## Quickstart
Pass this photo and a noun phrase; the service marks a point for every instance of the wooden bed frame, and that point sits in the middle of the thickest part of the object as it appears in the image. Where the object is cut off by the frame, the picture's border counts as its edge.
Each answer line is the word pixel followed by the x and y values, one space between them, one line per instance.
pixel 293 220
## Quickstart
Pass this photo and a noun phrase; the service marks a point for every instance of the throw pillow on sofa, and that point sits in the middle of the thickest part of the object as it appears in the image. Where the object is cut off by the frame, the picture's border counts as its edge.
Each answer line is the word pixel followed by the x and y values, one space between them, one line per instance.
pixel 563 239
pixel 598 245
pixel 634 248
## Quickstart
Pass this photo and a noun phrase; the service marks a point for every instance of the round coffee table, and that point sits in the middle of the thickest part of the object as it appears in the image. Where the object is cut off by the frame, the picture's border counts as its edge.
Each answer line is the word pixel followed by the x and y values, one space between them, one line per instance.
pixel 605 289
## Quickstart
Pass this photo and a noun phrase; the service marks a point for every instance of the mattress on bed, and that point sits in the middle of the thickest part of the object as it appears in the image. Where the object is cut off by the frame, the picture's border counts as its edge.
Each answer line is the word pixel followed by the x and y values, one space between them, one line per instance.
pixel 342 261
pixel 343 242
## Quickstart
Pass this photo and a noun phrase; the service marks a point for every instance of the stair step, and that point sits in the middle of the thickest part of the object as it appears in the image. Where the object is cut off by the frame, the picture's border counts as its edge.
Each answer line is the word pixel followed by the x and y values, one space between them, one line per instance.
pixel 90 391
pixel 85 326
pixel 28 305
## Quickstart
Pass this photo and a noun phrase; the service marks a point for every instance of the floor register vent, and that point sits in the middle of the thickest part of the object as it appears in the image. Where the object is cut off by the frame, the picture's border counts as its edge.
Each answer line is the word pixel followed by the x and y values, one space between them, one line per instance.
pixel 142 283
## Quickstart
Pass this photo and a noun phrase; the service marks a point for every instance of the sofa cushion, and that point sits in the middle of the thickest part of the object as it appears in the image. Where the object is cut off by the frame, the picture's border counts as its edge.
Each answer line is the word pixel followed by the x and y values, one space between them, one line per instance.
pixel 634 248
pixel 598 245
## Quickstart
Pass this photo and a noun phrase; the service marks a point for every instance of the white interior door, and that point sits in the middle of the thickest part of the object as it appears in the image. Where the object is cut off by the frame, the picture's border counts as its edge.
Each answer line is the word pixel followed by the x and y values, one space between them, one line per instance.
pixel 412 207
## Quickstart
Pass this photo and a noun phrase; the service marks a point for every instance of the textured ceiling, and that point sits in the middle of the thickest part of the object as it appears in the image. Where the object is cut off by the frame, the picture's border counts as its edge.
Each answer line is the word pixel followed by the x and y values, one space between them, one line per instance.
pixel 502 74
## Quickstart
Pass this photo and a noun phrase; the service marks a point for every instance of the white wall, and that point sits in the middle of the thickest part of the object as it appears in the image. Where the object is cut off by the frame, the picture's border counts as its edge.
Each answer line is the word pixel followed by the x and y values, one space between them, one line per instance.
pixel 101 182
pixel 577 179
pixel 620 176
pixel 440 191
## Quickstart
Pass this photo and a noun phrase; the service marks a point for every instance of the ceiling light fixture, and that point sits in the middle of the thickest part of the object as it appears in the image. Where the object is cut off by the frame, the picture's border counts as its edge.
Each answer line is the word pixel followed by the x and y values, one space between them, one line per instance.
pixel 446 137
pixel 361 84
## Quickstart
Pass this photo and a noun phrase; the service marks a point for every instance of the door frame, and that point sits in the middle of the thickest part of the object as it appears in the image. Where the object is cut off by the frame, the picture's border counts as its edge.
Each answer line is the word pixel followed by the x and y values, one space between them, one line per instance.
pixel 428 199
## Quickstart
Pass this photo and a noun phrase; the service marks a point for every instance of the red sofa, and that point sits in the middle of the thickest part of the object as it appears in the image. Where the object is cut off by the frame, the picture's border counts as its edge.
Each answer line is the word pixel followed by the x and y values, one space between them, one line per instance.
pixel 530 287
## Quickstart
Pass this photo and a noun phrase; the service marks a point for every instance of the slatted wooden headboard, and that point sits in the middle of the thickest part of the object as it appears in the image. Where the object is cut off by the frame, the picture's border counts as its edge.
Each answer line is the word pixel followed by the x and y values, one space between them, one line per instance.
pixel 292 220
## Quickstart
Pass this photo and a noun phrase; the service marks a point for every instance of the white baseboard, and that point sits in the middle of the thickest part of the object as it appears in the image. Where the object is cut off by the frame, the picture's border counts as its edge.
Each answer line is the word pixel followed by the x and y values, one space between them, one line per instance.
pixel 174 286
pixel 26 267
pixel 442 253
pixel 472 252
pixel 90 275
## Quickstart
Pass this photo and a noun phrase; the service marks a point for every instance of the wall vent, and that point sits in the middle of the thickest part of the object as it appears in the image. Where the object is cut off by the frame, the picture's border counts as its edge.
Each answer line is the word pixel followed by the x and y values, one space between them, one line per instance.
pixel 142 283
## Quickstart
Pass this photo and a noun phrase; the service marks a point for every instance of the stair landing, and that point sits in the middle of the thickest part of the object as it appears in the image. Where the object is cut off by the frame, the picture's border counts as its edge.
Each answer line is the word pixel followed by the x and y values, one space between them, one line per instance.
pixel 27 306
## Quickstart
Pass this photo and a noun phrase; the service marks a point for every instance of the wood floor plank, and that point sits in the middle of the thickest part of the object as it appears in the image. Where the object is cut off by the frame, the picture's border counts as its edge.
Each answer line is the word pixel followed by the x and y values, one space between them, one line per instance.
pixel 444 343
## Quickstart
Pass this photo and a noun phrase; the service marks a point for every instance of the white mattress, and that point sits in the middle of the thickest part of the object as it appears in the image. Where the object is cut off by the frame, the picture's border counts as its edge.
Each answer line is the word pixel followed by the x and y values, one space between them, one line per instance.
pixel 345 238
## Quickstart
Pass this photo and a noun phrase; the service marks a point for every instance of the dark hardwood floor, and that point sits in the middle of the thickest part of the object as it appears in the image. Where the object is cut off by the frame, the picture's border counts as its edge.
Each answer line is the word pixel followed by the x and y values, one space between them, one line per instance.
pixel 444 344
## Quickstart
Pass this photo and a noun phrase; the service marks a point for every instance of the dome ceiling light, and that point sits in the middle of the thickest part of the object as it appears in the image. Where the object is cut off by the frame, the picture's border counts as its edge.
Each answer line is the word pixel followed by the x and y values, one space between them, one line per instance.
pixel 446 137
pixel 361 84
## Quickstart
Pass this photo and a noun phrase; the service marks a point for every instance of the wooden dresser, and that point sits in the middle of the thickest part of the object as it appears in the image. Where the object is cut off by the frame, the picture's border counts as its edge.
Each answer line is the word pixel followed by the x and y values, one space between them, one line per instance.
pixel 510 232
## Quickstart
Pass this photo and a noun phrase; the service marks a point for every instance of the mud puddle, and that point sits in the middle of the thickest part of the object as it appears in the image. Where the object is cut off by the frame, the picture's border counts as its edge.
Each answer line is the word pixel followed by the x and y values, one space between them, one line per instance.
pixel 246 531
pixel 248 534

^^^^

Transcribe every record above exactly as it appears.

## Reply to the task:
## Quickstart
Pass this photo and a noun phrase; the service marks a point for every instance of the wooden bed frame, and that point sits in the middle of the thickest part of the object as it appears in the image. Where the object is cut off by the frame, the picture's border counts as its edge.
Each answer line is the word pixel followed by the x and y values, one space between them, one line per instance.
pixel 293 220
## Quickstart
Pass this photo and a noun phrase; the service marks a point for every instance of the throw pillow on sofa, and that point sits in the middle of the thickest part of the object as it appears in the image. Where the object is cut off by the frame, the picture's border counts as its edge.
Each answer line is the word pixel followed by the x and y values, one space between them, one line per instance.
pixel 563 239
pixel 598 245
pixel 634 248
## Quickstart
Pass this photo and a noun phrase; the service marks a point for every instance of the round coffee table, and that point sits in the middle of the thickest part of the object as it appears in the image. Where the object is cut off by the frame, the picture's border counts as its edge.
Each answer line is the word pixel followed by the x and y values, one space between them, one line per instance.
pixel 605 289
## Quickstart
Pass this photo and a noun phrase; the service marks a point for every instance of the mattress on bed, and that point sits in the middle of the thickest part of the object as it appears in the image. Where the object is cut off by the frame, the picture's border counts as its edge.
Each answer line is the word pixel followed by the x and y values, one space between them, one line per instance.
pixel 342 261
pixel 343 242
## Quickstart
Pass this photo and a noun phrase; the service marks a point for every instance of the stair step, and that point sits in the middle of the thickest part of the object as it appears in the image. Where the object is cut off by the frame, the picture's border counts as its edge.
Each answer line is the word pixel followed by the x and y values, one space between them, one line per instance.
pixel 90 391
pixel 85 326
pixel 28 305
## Quickstart
Pass this photo and a noun phrase; the service marks a point for every instance of the floor register vent, and that point sits in the middle of the thickest part of the object as it appears in the image. Where the object is cut off by the frame, the picture's border counts as its edge.
Each answer line is the word pixel followed by the x and y values, one space between them, one line per instance.
pixel 142 283
## Quickstart
Pass this photo and a noun phrase; the service marks a point for every instance of the sofa cushion, and that point sits in the middle of the thickest part of the object as it appears in the image. Where the object is cut off by the frame, the picture's border counts as its edge.
Each answer line is the word pixel followed by the x and y values, one space between them, one line per instance.
pixel 634 248
pixel 598 245
## Quickstart
Pass this photo and a noun phrase; the service marks a point for every instance of the white interior door, and that point sits in the middle of the thickest part of the object as it appears in the image. Where the object is cut off by the frame, the picture's border counts as its edge.
Each answer line is the word pixel followed by the x and y values, one space between them, one line per instance.
pixel 412 207
## Quickstart
Pass this photo and a noun phrase; the service marks a point for every instance of the textured ceiling, and that point sits in the middle of the thickest part of the object as it appears in the image. Where the object is cut off by the frame, the picture's border counts as its edge.
Each answer line is the word pixel followed by the x and y values, one space between them, one line per instance.
pixel 502 74
## Quickstart
Pass this photo and a noun phrase; the service marks a point for every instance of the white wall, and that point sits in the middle of the thickest part of the object as it appears in the image. Where the object is cut off by the frame, the picture's border counts as its edge.
Each answer line is the word pixel followed by the x and y values, one space between them, one line per instance.
pixel 101 182
pixel 577 179
pixel 620 176
pixel 440 191
## Quickstart
Pass this photo and a noun phrase; the service marks a point for every instance of the ceiling light fixture, and that point sits in the middle of the thickest part of the object as it appears in the image. Where the object is cut off by the frame, the picture's border counts as its edge.
Each answer line is the word pixel followed by the x and y values, one space between them, one line per instance.
pixel 446 137
pixel 361 84
## Quickstart
Pass this photo and a noun phrase; the service marks a point for every instance of the door frame, and that point sits in the middle of the thickest part of the object as it appears in the image. Where the object is cut off by the frame, the picture's border counts as its edge.
Each answer line is the word pixel followed by the x and y values, one space between them, one line per instance.
pixel 428 199
## Quickstart
Pass this photo and a noun phrase; the service marks a point for every instance of the red sofa, and that point sits in the middle of the thickest part of the object as it appears in the image. Where the object is cut off by the frame, the picture's border counts as its edge.
Each answer line is the word pixel followed by the x and y values, one space between them, one line per instance.
pixel 530 287
## Quickstart
Pass this photo and a noun phrase; the service marks a point for every instance of the slatted wooden headboard, and that point sits in the middle of the thickest part of the object as it appears in the image. Where the object is cut off by the frame, the picture's border counts as its edge.
Each answer line is the word pixel followed by the x and y values, one space between them, one line per instance.
pixel 292 220
## Quickstart
Pass this photo and a noun phrase; the service marks a point for every instance of the white baseboard, and that point sits in the middle of the thickest part of the object as it appears in the image. Where the object is cut off by the frame, the picture's border counts as its edge.
Each answer line is the word pixel followed by the x and y values, one space between them, one line per instance.
pixel 174 286
pixel 26 267
pixel 442 253
pixel 472 252
pixel 90 275
## Quickstart
Pass this photo and a noun phrase; the service marks a point for every instance of the wall vent, and that point sits in the middle of the thickest part of the object as it appears in the image. Where the object is cut off by the frame, the picture's border counts as its edge.
Each answer line is the word pixel followed by the x and y values, one space between them, one line per instance.
pixel 142 283
## Quickstart
Pass this photo and a noun phrase; the service marks a point for every instance of the stair landing, and that point sits in the middle of the thickest part of the object as it appears in the image. Where the object is cut off by the frame, the picture's border counts as its edge.
Each answer line is the word pixel followed by the x and y values, one space between them, one line per instance.
pixel 27 306
## Quickstart
Pass this photo and a noun phrase; the service marks a point for every instance of the wood floor plank, and that point sits in the middle of the thickest part of the object as it appears in the image. Where the object is cut off by the frame, the picture's border counts as its edge.
Each answer line is the word pixel followed by the x and y values, one space between them, one line per instance.
pixel 444 343
## Quickstart
Pass this photo and a noun phrase; the service marks a point for every instance of the white mattress, and that point sits in the middle of the thickest part of the object as it appears in the image. Where the object is cut off by the frame, the picture's border counts as its edge.
Each answer line is the word pixel followed by the x and y values, one space between them, one line per instance.
pixel 345 238
## Quickstart
Pass this photo and a noun phrase; the service marks a point for every instance of the dark hardwood floor, and that point sits in the middle of the thickest part of the object as it appears in the image. Where the object is cut off by the frame, the picture's border counts as its edge.
Each answer line is the word pixel followed by the x and y values, one space between them, one line per instance.
pixel 444 344
## Quickstart
Pass this photo and a noun phrase; the service marks a point for every instance of the dome ceiling light, and that point sits in the middle of the thickest part of the object as it appears in the image. Where the object is cut off by the frame, the picture's border counts as its edge.
Each answer line is the word pixel followed by the x and y values, one space between them, one line per instance.
pixel 446 137
pixel 361 84
## Quickstart
Pass this photo and a noun phrase; the service marks a point for every instance of the wooden dresser, and that point sits in the middle of the thickest part of the object as it appears in the image. Where the object is cut off by the frame, the picture's border counts as its edge.
Each answer line is the word pixel followed by the x and y values, one space between them, one line per instance.
pixel 510 232
## Quickstart
Pass this photo and a noun phrase; the service marks a point for every instance of the mud puddle, and that point sits in the middle of the thickest part of the object as it appears in the image. Where the object is cut off by the frame, the picture's border counts as its edge.
Each answer line is the word pixel followed by the x and y values, one space between them, one line per instance.
pixel 246 531
pixel 248 534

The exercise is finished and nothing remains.